- Page extract -
The Grave of Mister Rogers
The universally beloved children's television figure is interred on a high hilltop in one of western Pennsylvania's oldest cemeteries.
Born in 1928 in Latrobe, Pennsylvania — a town which also produced golfer Arnold Palmer and Rolling Rock beer — Fred McFeely Rogers went on to become an American cultural icon. Though he lived most of his adult life in Pittsburgh, upon his passing he was laid to rest back in Latrobe, among the family and community that had fostered him as he, in turn, fostered so many.
Rogers grew up in a Presbyterian family steeped in a strong public service ethic. As a child, the young Fred suffered from asthma, which often left him homebound. Though he suffered from intense loneliness and self-doubt, it was his isolation and shyness that led him to develop a strong sense of empathy and feeling toward others, strengths he later used to help millions of children and adults with their own problems.

- Extracted information -
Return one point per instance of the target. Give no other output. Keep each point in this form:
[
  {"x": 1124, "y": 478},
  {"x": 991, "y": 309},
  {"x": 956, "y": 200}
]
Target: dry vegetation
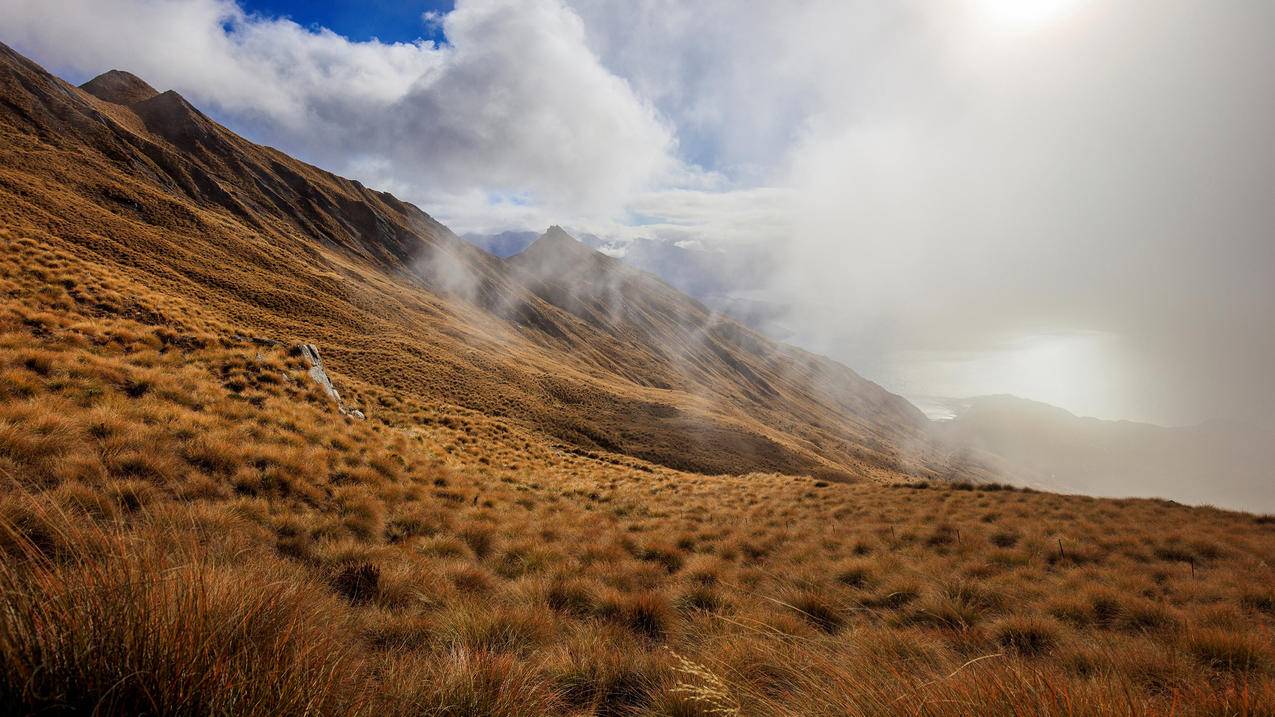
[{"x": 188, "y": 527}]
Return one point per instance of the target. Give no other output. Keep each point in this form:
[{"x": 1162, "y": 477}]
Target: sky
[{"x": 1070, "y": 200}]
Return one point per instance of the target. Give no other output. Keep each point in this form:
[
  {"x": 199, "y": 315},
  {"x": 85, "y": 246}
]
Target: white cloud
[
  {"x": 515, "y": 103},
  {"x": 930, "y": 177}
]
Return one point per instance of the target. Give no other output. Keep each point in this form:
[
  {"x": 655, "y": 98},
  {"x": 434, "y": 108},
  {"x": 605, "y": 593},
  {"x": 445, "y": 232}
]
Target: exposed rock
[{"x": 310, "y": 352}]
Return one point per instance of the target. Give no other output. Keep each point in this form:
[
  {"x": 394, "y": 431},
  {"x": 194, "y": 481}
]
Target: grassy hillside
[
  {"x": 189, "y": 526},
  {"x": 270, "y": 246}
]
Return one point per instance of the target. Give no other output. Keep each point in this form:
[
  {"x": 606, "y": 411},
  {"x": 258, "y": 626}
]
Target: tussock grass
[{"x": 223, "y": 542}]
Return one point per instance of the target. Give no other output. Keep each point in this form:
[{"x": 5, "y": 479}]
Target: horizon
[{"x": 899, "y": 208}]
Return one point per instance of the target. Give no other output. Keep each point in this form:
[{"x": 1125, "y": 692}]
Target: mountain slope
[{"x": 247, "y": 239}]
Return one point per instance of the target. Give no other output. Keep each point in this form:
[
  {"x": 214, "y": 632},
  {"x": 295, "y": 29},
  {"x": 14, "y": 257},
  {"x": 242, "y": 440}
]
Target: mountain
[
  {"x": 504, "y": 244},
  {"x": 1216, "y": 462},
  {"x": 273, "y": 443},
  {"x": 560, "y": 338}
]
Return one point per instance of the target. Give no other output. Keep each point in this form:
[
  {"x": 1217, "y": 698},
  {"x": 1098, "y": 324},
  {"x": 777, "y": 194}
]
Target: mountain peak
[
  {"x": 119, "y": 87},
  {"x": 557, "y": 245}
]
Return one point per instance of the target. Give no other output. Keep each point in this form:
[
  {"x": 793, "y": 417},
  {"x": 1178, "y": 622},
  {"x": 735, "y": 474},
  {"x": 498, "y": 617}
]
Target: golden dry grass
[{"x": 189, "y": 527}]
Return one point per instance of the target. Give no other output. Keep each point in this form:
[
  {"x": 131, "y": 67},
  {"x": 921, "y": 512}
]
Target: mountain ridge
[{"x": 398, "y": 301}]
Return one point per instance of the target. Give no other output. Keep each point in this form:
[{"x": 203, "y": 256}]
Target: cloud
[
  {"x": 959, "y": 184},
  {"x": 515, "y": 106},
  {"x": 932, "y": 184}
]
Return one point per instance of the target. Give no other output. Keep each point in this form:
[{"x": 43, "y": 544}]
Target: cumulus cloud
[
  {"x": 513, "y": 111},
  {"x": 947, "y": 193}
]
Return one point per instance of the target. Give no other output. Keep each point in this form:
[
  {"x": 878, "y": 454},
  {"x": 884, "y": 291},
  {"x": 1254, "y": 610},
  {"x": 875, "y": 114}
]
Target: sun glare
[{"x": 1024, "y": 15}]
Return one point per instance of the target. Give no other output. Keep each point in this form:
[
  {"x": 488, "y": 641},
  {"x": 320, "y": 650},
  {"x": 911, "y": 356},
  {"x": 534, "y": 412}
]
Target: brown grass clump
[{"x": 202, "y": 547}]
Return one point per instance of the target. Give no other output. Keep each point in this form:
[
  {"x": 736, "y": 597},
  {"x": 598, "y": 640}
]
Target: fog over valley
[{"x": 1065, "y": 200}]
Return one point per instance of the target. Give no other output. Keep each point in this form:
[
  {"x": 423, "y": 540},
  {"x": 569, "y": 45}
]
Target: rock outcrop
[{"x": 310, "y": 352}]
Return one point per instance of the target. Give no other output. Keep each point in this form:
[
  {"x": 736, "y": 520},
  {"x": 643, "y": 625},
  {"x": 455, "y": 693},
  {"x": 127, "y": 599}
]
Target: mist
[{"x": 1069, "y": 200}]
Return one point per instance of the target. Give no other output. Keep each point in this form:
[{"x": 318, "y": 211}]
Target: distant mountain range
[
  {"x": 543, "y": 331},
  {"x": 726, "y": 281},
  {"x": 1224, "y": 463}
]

- Assigned task -
Reproduce the Mister Rogers grave text word for word, from its title to its last line.

- Exercise answer -
The Grave of Mister Rogers
The universally beloved children's television figure is interred on a high hilltop in one of western Pennsylvania's oldest cemeteries.
Born in 1928 in Latrobe, Pennsylvania — a town which also produced golfer Arnold Palmer and Rolling Rock beer — Fred McFeely Rogers went on to become an American cultural icon. Though he lived most of his adult life in Pittsburgh, upon his passing he was laid to rest back in Latrobe, among the family and community that had fostered him as he, in turn, fostered so many.
Rogers grew up in a Presbyterian family steeped in a strong public service ethic. As a child, the young Fred suffered from asthma, which often left him homebound. Though he suffered from intense loneliness and self-doubt, it was his isolation and shyness that led him to develop a strong sense of empathy and feeling toward others, strengths he later used to help millions of children and adults with their own problems.